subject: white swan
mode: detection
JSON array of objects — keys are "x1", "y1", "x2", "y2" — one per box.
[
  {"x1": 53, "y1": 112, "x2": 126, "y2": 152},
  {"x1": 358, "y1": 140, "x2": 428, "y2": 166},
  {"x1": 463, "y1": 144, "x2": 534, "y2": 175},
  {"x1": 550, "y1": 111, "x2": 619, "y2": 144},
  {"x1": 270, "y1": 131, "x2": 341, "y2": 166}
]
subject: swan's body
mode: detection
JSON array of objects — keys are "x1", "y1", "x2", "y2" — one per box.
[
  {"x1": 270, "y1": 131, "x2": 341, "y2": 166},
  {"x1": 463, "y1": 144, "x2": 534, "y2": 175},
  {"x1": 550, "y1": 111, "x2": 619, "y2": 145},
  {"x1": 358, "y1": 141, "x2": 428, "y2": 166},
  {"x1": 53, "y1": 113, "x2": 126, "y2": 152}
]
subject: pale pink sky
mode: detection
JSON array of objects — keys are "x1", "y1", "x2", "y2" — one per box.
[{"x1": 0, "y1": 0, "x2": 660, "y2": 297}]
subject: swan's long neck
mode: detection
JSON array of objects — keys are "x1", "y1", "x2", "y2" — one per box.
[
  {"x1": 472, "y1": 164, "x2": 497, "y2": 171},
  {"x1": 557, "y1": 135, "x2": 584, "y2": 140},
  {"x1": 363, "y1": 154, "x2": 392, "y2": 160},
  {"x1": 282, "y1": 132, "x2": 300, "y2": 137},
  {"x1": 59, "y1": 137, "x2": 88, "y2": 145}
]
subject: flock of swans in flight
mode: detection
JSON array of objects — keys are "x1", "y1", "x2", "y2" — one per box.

(O que fazer): Copie fielmente, linha por linha, todos os dados acima.

(Resolução):
subject: white swan
mode: detection
JSON array of objects — keys are "x1", "y1", "x2", "y2" — one per box.
[
  {"x1": 53, "y1": 112, "x2": 126, "y2": 152},
  {"x1": 358, "y1": 140, "x2": 428, "y2": 166},
  {"x1": 463, "y1": 144, "x2": 534, "y2": 175},
  {"x1": 550, "y1": 111, "x2": 619, "y2": 144},
  {"x1": 270, "y1": 131, "x2": 341, "y2": 166}
]
subject: swan's body
mode: detection
JSON array of objects — keys are "x1", "y1", "x2", "y2" — one per box.
[
  {"x1": 270, "y1": 131, "x2": 341, "y2": 166},
  {"x1": 463, "y1": 144, "x2": 534, "y2": 175},
  {"x1": 550, "y1": 111, "x2": 619, "y2": 145},
  {"x1": 358, "y1": 141, "x2": 428, "y2": 166},
  {"x1": 53, "y1": 113, "x2": 126, "y2": 152}
]
subject: pale pink sky
mode: detection
JSON array of objects — keys are "x1", "y1", "x2", "y2" — one per box.
[{"x1": 0, "y1": 0, "x2": 660, "y2": 297}]
subject: swan's long neck
mode: detection
JSON array of objects — keys are "x1", "y1", "x2", "y2" — one per box.
[
  {"x1": 472, "y1": 164, "x2": 497, "y2": 171},
  {"x1": 557, "y1": 135, "x2": 584, "y2": 140},
  {"x1": 363, "y1": 154, "x2": 392, "y2": 160},
  {"x1": 282, "y1": 132, "x2": 300, "y2": 137},
  {"x1": 59, "y1": 137, "x2": 88, "y2": 145}
]
subject: flock of swans in flight
mode: detection
JSON array of objects — keys are "x1", "y1", "x2", "y2" — one per box.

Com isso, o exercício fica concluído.